▶ _SELECTED EXTRACT_
Start of Block

Village and civil parish in County Durham, England

Egglescliffe is a village and civil parish in County Durham, England. Administratively it is located in the borough of Stockton-on-Tees.

The civil parish is in the Teesdale with a population of 8,559 at the 2011 Census. In the 2021 census the group of interconnected villages in the parish and Preston-on-Tees had a population of 10,250, in the larger village to small town classification. It has Egglescliffe School (secondary and sixth-form), a light industrial estate, two railway stations and golf club. Villages in the parish include Eaglescliffe, Urlay Nook, Sunningdale, Orchard and a development on the former Allens West MOD site.

360° Panoramic of the village green

The village is on top of a hill with the River Tees at the bottom, overlooking Yarm on the other bank. It had a 2001 population of around 595, There is a Church of England primary school, small kids play area, farms, allotments and a public house (called the Pot and Glass).

End of Block

▶ _THE DATA_
Start of Block

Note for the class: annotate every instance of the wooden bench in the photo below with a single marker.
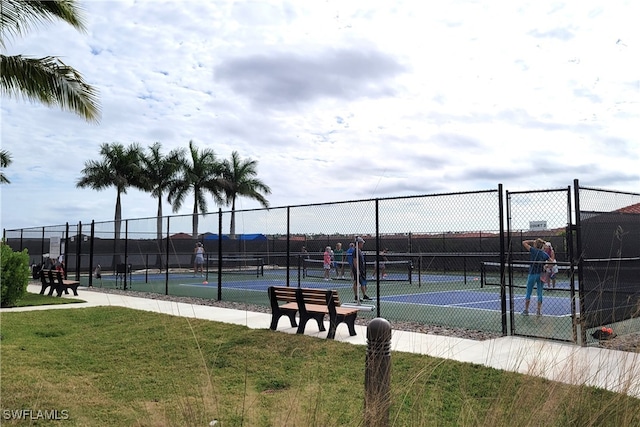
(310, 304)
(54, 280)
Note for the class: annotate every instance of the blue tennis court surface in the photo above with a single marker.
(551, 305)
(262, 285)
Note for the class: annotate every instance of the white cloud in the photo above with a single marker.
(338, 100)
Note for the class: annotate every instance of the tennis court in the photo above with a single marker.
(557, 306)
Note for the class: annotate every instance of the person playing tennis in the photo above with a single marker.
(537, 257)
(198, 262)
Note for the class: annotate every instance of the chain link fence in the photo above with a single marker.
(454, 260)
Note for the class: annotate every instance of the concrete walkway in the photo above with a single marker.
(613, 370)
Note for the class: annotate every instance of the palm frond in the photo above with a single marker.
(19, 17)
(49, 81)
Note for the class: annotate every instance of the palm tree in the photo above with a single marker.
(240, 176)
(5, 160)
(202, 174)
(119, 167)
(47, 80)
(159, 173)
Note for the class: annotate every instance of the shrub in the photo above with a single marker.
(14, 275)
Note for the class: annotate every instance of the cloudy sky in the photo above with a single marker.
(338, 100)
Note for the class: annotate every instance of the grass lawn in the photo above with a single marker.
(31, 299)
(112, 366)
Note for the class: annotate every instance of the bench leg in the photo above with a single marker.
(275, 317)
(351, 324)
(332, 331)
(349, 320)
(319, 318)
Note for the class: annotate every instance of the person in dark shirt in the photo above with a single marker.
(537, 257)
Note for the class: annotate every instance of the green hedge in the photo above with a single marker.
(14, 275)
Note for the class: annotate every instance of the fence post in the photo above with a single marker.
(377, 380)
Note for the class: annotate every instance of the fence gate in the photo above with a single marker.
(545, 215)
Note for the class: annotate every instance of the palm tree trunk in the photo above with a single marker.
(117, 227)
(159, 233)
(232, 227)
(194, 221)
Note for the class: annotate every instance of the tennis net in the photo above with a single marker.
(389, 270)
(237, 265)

End of Block
Start of Block

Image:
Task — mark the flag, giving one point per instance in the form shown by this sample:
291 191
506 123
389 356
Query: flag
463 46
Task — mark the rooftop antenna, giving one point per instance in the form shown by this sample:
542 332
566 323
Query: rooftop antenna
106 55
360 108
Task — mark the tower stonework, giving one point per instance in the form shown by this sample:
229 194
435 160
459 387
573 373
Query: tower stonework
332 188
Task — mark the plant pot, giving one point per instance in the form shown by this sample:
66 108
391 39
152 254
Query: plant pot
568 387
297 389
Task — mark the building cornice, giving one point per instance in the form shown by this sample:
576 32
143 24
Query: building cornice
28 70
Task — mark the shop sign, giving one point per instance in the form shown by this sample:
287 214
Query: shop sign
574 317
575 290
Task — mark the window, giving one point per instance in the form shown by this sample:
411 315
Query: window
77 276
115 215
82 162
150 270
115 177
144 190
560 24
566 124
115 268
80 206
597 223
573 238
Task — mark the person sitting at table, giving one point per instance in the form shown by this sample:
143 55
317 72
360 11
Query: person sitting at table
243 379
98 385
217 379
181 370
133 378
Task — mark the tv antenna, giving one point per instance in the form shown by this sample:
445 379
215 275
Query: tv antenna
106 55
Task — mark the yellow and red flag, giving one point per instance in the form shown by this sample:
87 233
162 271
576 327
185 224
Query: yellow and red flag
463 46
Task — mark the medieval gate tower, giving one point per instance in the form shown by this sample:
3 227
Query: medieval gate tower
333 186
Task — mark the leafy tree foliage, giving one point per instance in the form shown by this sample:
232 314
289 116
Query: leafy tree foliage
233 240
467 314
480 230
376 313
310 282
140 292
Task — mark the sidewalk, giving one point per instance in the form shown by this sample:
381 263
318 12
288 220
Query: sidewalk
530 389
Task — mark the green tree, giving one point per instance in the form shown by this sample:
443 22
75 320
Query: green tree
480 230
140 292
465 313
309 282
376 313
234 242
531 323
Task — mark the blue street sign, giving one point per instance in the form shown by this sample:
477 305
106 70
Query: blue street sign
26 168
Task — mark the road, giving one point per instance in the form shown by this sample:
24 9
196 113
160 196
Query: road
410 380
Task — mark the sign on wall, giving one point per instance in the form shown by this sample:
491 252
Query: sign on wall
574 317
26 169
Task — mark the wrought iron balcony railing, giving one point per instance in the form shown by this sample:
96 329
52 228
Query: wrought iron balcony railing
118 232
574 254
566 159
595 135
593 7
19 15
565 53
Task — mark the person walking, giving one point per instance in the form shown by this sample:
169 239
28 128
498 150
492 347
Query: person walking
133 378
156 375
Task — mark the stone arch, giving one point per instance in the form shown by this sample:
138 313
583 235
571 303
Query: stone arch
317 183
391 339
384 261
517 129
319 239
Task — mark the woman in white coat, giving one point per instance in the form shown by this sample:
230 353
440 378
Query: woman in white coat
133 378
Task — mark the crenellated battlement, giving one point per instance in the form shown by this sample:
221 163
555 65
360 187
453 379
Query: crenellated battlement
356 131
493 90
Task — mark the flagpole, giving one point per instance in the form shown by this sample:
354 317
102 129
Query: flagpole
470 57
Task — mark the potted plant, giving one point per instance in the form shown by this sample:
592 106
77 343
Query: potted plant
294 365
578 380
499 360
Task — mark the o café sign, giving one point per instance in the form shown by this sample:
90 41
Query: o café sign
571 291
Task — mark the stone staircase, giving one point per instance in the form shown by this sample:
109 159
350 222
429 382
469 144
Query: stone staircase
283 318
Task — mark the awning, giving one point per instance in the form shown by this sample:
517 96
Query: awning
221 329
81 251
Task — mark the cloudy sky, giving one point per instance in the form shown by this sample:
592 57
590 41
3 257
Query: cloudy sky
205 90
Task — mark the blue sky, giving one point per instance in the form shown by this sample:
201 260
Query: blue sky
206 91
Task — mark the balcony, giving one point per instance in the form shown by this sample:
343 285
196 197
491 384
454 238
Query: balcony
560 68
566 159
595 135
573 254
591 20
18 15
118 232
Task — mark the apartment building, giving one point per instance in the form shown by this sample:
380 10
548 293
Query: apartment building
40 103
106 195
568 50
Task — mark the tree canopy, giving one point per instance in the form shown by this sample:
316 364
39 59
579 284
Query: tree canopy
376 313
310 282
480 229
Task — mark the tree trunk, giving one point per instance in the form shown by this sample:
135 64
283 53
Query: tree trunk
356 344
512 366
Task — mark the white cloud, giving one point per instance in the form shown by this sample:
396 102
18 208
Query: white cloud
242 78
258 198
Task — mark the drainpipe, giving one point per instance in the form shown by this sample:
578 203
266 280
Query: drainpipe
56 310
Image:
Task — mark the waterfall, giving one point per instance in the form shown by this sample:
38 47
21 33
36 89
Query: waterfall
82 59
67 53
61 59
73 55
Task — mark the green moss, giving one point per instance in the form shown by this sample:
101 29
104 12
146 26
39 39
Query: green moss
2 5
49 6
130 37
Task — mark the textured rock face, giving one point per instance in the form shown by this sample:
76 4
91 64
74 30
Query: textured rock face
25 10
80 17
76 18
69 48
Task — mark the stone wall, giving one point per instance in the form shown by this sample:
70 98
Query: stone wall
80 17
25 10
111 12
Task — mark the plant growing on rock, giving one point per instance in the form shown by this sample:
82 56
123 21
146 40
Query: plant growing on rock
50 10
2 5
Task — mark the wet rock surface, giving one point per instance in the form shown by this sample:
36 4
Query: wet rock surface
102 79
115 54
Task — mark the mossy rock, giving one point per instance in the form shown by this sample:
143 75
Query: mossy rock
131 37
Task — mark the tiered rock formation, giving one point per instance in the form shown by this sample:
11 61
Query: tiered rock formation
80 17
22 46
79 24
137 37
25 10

End of Block

▶ _AIM OF THE EXERCISE_
Reproduce the Egglescliffe text between "The village is" and "Pot and Glass).", inclusive, renaming "public house" as "inn" wherever it occurs.

▶ _RESULT FOR THIS TASK_
The village is on top of a hill with the River Tees at the bottom, overlooking Yarm on the other bank. It had a 2001 population of around 595, There is a Church of England primary school, small kids play area, farms, allotments and a inn (called the Pot and Glass).